◆ **DESCRIPTION OF THE TASK**
Repeat exactly the lines of the listing from the line containing "of the cream" through its last line, and nothing beyond them.

◆ **GIVEN ENTRIES**
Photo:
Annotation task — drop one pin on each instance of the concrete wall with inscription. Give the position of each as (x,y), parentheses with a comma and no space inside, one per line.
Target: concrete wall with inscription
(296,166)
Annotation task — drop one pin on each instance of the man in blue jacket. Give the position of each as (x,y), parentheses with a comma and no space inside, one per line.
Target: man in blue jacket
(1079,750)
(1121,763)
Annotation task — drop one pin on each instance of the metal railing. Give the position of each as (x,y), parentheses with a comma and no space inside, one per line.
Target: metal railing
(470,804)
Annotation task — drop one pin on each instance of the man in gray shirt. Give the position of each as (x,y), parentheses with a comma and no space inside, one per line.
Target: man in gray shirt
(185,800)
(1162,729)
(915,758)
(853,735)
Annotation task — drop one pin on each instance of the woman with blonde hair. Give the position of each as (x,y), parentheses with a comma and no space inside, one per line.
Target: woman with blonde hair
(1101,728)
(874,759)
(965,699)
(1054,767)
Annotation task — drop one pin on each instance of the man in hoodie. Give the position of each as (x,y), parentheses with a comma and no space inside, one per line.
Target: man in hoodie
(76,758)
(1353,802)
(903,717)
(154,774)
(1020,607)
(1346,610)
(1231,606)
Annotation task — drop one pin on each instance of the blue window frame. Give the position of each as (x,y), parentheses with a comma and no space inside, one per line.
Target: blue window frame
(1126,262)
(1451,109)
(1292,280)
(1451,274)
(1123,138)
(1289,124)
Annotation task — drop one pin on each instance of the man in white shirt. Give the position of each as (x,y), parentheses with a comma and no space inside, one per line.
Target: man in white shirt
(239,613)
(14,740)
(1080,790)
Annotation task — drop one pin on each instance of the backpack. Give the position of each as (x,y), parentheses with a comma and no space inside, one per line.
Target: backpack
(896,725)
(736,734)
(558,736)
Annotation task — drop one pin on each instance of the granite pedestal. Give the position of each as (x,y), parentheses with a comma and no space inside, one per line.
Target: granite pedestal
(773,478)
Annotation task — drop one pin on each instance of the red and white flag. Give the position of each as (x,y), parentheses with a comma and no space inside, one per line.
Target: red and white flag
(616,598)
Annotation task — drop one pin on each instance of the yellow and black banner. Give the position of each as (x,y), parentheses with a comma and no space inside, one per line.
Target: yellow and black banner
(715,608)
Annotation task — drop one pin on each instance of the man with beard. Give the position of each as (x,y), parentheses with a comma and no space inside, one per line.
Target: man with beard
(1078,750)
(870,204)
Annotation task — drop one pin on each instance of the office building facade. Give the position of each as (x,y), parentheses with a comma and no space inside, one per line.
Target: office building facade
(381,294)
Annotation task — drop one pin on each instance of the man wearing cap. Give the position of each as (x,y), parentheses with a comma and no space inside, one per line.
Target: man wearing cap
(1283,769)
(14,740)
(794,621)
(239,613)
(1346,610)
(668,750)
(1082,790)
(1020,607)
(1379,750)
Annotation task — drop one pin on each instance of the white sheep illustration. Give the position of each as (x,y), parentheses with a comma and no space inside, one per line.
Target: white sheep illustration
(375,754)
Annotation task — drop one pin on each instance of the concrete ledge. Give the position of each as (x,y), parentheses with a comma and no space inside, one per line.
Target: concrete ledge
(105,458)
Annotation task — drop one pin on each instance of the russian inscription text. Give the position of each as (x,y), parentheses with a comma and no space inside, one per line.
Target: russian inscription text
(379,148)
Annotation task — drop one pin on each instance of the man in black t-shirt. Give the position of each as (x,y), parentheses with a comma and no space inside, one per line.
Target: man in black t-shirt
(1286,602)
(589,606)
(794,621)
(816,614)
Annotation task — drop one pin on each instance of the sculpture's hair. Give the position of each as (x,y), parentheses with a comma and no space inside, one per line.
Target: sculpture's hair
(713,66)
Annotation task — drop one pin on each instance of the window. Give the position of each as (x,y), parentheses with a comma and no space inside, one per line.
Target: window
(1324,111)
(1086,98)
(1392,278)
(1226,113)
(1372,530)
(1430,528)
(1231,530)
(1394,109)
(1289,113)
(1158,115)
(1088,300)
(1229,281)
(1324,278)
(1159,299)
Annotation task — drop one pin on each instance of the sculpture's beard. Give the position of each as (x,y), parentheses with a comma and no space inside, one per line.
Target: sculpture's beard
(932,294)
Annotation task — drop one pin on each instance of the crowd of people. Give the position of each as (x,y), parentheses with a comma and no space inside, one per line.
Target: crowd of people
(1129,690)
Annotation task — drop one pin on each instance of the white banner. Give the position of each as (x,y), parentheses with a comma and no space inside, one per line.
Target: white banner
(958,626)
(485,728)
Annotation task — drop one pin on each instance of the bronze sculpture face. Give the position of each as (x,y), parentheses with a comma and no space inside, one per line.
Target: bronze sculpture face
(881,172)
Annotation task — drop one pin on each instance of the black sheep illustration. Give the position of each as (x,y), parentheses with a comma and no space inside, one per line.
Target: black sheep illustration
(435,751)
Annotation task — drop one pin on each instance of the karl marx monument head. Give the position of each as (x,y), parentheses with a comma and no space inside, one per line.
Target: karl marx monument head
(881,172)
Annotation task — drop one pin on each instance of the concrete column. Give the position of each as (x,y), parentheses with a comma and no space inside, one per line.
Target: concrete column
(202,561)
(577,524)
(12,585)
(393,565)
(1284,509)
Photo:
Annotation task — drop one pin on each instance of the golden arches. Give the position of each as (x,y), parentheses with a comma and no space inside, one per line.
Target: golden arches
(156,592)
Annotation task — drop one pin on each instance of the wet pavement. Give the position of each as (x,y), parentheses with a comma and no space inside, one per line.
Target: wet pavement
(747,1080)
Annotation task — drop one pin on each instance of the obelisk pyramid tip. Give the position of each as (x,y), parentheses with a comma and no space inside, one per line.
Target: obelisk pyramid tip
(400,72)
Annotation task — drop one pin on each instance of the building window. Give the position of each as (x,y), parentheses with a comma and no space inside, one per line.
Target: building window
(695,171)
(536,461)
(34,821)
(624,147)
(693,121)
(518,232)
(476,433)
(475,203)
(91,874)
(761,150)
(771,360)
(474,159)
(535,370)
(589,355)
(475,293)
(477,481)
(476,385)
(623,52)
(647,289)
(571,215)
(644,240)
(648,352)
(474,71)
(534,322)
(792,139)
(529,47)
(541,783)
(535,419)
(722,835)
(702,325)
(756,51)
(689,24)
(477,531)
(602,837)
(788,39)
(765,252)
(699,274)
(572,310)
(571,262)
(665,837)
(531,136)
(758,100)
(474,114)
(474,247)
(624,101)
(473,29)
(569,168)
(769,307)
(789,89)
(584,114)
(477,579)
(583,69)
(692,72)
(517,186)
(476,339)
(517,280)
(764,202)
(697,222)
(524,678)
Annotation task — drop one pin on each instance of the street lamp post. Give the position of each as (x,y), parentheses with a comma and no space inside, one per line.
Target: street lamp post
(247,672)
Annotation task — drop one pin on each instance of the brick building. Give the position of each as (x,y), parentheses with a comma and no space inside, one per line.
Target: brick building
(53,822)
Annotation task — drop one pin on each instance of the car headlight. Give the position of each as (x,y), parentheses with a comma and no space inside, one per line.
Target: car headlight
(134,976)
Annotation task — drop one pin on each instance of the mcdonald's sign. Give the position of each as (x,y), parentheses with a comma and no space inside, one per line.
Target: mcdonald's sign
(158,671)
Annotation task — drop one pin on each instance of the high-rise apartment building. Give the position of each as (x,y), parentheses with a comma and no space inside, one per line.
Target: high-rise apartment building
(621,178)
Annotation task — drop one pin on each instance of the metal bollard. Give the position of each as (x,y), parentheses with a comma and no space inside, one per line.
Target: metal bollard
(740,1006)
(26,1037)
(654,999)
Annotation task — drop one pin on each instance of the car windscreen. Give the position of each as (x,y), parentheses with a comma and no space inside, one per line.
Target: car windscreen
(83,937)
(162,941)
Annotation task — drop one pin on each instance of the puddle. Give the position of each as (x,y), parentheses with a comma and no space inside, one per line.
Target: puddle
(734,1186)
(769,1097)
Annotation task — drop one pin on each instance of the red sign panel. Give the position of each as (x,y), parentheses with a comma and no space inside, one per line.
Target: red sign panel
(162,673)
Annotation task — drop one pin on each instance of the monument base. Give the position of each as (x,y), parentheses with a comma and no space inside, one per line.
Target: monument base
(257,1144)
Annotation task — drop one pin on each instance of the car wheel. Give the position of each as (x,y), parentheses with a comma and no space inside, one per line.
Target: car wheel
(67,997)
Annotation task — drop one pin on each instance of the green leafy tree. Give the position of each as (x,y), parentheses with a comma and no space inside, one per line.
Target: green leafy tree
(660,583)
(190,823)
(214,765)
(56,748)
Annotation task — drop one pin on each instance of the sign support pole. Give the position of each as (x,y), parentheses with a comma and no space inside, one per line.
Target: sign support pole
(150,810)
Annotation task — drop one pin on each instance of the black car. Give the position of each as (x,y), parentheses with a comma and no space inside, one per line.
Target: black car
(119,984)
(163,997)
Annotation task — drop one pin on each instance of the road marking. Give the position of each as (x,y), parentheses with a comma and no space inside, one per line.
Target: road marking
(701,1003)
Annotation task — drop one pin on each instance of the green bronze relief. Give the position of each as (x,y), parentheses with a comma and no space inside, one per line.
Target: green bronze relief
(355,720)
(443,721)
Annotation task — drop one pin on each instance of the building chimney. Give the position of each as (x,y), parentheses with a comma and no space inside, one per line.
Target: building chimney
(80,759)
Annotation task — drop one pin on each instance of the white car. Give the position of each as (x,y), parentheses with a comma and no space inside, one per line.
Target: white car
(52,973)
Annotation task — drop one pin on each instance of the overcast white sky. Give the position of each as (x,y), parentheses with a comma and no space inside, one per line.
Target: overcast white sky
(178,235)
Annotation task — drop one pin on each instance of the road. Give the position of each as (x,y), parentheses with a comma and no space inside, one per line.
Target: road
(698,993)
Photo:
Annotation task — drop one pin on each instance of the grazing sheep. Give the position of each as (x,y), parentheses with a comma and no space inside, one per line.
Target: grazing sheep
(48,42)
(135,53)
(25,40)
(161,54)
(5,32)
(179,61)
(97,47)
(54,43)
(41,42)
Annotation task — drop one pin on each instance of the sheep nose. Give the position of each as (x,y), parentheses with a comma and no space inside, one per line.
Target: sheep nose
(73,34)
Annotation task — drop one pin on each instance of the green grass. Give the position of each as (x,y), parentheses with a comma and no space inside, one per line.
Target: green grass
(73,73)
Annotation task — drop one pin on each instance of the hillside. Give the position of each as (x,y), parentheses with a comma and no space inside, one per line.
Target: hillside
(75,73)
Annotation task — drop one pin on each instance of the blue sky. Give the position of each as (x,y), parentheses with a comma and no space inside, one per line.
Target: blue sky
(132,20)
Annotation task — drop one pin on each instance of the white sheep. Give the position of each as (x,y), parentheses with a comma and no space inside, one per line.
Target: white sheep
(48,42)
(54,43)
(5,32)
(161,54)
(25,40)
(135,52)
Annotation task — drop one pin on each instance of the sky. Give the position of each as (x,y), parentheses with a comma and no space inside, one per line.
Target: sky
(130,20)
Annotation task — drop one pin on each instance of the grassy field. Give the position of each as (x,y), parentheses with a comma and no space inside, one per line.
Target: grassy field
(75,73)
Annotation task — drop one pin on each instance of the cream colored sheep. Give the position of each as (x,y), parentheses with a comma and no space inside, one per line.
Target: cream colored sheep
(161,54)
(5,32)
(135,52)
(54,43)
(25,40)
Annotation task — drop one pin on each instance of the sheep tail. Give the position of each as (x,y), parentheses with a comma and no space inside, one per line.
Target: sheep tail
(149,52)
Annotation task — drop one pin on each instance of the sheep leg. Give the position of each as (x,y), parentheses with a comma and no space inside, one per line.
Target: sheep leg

◆ **FINAL RESULT**
Annotation task — drop one pin on each instance of the cream colored sheep. Give the position of each as (x,y), parentheses with a comma and no space inside, one per line.
Target: cream colored sheep
(161,54)
(5,32)
(135,52)
(54,43)
(25,40)
Annotation task — drop one pin on each instance of the sheep tail. Give the position of each as (x,y), parentheses with a comma and no space inside, one per line.
Target: sheep tail
(149,52)
Annotation task — drop one pin on each instance of the sheep leg. Give the position of each as (x,y), parentheses with a comma and no space inside, one per line.
Target: sheep leg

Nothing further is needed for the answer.